Extracted data entries:
┄┄┄┄┄┄┄┄┄┄┄┄┄┄┄┄┄┄┄┄

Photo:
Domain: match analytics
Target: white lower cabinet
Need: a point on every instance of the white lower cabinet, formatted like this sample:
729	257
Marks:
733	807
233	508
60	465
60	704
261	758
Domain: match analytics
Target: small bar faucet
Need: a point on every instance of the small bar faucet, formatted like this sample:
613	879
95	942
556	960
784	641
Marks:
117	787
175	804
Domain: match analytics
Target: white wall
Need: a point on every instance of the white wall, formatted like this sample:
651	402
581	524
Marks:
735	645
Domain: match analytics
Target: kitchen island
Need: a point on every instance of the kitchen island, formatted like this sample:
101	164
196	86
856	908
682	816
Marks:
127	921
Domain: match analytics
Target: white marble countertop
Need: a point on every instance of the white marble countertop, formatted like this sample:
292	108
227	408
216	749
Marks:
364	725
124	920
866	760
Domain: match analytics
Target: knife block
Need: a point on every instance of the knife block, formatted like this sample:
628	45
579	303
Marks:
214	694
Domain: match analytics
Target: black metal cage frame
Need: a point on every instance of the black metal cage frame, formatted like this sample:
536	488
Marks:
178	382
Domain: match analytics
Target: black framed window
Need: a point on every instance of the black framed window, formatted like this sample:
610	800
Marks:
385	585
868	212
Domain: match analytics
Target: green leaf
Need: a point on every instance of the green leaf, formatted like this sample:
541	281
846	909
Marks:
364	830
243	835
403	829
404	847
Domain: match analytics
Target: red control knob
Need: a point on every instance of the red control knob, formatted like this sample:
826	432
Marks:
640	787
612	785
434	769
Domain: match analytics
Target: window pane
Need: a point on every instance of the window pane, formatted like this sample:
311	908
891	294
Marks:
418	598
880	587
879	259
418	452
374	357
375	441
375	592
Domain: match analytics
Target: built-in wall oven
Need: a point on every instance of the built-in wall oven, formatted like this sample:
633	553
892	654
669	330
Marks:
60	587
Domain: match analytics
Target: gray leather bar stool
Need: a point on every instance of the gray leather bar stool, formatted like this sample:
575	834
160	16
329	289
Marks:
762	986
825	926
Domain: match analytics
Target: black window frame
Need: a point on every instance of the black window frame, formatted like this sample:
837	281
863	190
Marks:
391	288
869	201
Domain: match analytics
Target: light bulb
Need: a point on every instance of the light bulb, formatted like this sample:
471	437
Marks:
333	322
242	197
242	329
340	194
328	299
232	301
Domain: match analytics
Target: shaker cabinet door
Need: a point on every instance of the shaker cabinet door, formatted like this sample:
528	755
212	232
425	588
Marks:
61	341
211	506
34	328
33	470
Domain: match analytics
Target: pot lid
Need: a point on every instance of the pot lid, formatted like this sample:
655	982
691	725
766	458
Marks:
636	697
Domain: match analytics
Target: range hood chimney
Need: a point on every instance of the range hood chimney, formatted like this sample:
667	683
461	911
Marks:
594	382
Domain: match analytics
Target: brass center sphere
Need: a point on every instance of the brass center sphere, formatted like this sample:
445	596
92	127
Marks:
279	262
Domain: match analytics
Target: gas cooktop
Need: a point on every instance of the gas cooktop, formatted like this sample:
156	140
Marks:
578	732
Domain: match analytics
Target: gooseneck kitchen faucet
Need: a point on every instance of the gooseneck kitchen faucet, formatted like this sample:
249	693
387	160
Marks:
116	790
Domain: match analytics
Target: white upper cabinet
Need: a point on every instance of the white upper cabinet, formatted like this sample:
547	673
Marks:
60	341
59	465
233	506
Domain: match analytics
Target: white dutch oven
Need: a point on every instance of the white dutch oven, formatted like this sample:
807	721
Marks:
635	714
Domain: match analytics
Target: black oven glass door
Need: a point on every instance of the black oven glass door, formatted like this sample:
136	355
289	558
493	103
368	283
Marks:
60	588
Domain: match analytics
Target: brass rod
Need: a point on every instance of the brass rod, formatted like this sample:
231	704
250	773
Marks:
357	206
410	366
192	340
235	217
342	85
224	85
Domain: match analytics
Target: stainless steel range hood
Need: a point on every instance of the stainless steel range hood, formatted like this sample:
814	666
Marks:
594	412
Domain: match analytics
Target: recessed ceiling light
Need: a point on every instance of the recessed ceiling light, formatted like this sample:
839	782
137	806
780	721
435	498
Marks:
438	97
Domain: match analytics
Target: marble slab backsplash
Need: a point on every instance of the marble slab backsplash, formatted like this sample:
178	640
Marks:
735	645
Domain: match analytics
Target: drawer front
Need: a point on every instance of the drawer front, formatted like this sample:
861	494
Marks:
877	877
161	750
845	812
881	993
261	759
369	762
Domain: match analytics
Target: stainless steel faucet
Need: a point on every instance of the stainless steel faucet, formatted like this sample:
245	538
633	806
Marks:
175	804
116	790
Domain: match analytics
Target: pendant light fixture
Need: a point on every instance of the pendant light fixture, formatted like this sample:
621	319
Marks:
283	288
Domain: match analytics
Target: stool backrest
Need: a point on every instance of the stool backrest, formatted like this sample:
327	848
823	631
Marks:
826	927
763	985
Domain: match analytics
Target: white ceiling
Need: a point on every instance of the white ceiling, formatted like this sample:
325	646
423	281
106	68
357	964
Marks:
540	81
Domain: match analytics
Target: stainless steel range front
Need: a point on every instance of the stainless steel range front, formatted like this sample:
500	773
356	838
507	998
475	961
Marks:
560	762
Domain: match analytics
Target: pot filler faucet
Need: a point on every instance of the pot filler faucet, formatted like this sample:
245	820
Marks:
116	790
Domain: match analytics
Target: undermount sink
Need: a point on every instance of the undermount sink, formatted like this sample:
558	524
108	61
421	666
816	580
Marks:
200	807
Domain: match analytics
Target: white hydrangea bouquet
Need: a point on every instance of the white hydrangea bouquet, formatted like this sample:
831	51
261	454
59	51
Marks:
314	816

┄┄┄┄┄┄┄┄┄┄┄┄┄┄┄┄┄┄┄┄

* Problem
Say each line again exactly as it appears above.

* Response area
Photo:
Domain: match analytics
Target: white lower cabinet
Need: a point on every instance of the white lower cabinet, formatted like this sample:
729	257
Marks:
733	807
233	508
60	465
60	704
261	758
Domain: match analytics
Target: small bar faucet
Need: a point on every instance of the small bar faucet, formatted like this sample:
613	879
95	942
556	960
784	641
Marks:
117	787
175	804
Domain: match analytics
Target: white wall
Need: a point on every instance of the white wall, formatted like this sample:
651	402
581	524
Marks:
735	645
Domain: match analytics
Target: kitchen island
Need: a point on every instance of the kitchen island, formatted like this sample:
101	164
196	86
856	908
682	816
Marks:
127	921
Domain: match analytics
Target: white marble countertop
Need: a point on every instance of the white marble countertop, formatted like this sample:
292	108
227	408
216	749
Marks:
364	725
124	920
866	760
Domain: match analytics
Target: knife block
Need: a point on every instance of the knife block, formatted like this sample:
628	45
579	303
Marks:
214	694
Domain: match analytics
Target: black metal cage frame
Need: a point on every instance of the black metal cage frame, formatted like this sample:
536	488
Marks:
178	382
Domain: match analytics
Target: black framed window
Need: a point on every instance of the black framed window, formatted like this sample:
610	800
Marks:
385	585
868	212
Domain: match analytics
Target: green leaf
Need: a point on every instance of the green leaf, formatted like this sample:
541	281
846	909
Marks:
364	830
243	835
403	829
404	847
Domain: match analytics
Target: red control knob
Need: a point on every instance of the red control knob, formatted like this sample:
826	432
Marks:
640	787
612	785
434	769
Domain: match analytics
Target: window pane
Need: a point on every instance of the window pane, formatted like this sample:
311	908
891	294
Marks:
418	598
880	587
879	259
418	452
374	357
375	441
375	592
Domain: match analytics
Target: built-in wall oven
Need: a point on every instance of the built-in wall oven, formatted like this sample:
633	553
892	654
669	330
Marks:
60	587
Domain: match analytics
Target: gray leather bar stool
Need: a point on every instance of the gray leather bar stool, formatted like this sample:
575	834
160	16
329	289
Marks:
762	986
825	926
Domain: match analytics
Target: black window frame
Need: a point on every instance of the black window frame, formatted like this sample:
837	281
863	190
Marks:
391	288
869	201
Domain: match analytics
Target: light bulb
Need: a point on every instance of the light bulb, formatted like this sample:
471	437
Marks:
333	322
242	197
242	329
340	194
328	299
232	301
Domain: match analytics
Target: shaker cabinet door
Need: a point on every instance of the shaker cabinet door, formatted like this sample:
528	755
212	232
425	588
Marks:
61	341
211	506
34	328
33	470
Domain: match analytics
Target: pot lid
Need: a point on every instance of the pot lid, formatted like this sample:
655	982
691	725
766	458
Marks:
636	697
Domain: match analytics
Target: range hood chimney
Need: a point on every instance of the range hood chimney, formatted like this sample:
667	683
461	911
Marks:
594	382
Domain: match analytics
Target: brass center sphere
Need: a point on every instance of the brass center sphere, formatted like this sample:
445	596
92	127
Marks:
279	262
Domain: match analytics
Target: gas cooktop
Need: a point on every instance of the gas cooktop, formatted like this sample:
156	140
Marks:
578	732
Domain: match analytics
Target: gooseneck kitchen faucet
Need: a point on every instance of the gooseneck kitchen faucet, formatted like this sample:
249	693
387	160
Marks:
116	790
Domain: match analytics
Target: white upper cabinet
Need: a point on every instance of the white upper cabinet, formatted like this sample:
547	673
Marks:
60	341
59	465
233	506
Domain: match analytics
Target: white dutch oven
Need: a point on every instance of the white dutch oven, formatted like this sample:
807	721
Marks:
635	714
Domain: match analytics
Target: black oven glass door
Need: a point on every instance of the black oven glass door, formatted like this sample:
136	355
289	558
493	103
368	283
Marks:
60	588
Domain: match analytics
Target: brass rod
Need: a point on every instance of the brass rod, formatted like this sample:
231	704
250	773
Marks:
357	206
410	366
192	340
235	217
342	85
224	85
Domain: match analytics
Target: stainless steel range hood
Need: a point on every instance of the stainless steel range hood, formatted like this sample:
814	666
Marks:
594	412
Domain: match analytics
Target: recessed ceiling light
Need: a point on every instance of the recessed ceiling light, formatted like this sample:
839	782
137	806
780	721
435	498
Marks:
438	97
Domain: match analytics
Target: marble slab backsplash
Need: a point on every instance of the marble slab backsplash, formatted like this sample:
178	640
Marks:
735	645
Domain: match analytics
Target: drawer front
Need: a point on every instance of the drawer front, formatted like this sample:
861	494
Marks:
877	877
161	750
845	812
881	993
261	759
369	762
Domain: match analytics
Target: stainless steel faucet
Need: a point on every instance of the stainless steel faucet, formatted like this sample:
245	538
633	806
Marks:
175	804
116	790
Domain: match analytics
Target: pendant light fixture
Need: a point on every instance of the pendant light fixture, formatted like this sample:
621	319
Marks:
283	288
Domain: match analytics
Target: stool backrest
Need: a point on every instance of the stool backrest, formatted like this sample:
327	848
823	631
Marks:
826	927
763	985
Domain: match analytics
Target: white ceiling
Need: a point on every instance of the white ceiling, formatted like this sample:
325	646
423	281
106	68
357	964
Marks:
540	81
Domain: match analytics
Target: stainless steel range front
Need: a point on every instance of the stainless steel range front, formatted like this sample:
500	773
356	838
507	998
475	961
Marks:
560	762
Domain: match analytics
Target: pot filler faucet
Need: a point on every instance of the pot filler faucet, formatted like this sample:
245	820
Marks:
116	790
Domain: match analytics
Target: undermount sink
Need: a point on every instance of the undermount sink, formatted like this sample:
558	524
108	61
421	666
816	580
Marks:
200	807
Domain: match analytics
Target: white hydrangea bouquet
Need: a point on every instance of the white hydrangea bouquet, formatted like this sample:
831	51
261	454
59	51
Marks:
314	816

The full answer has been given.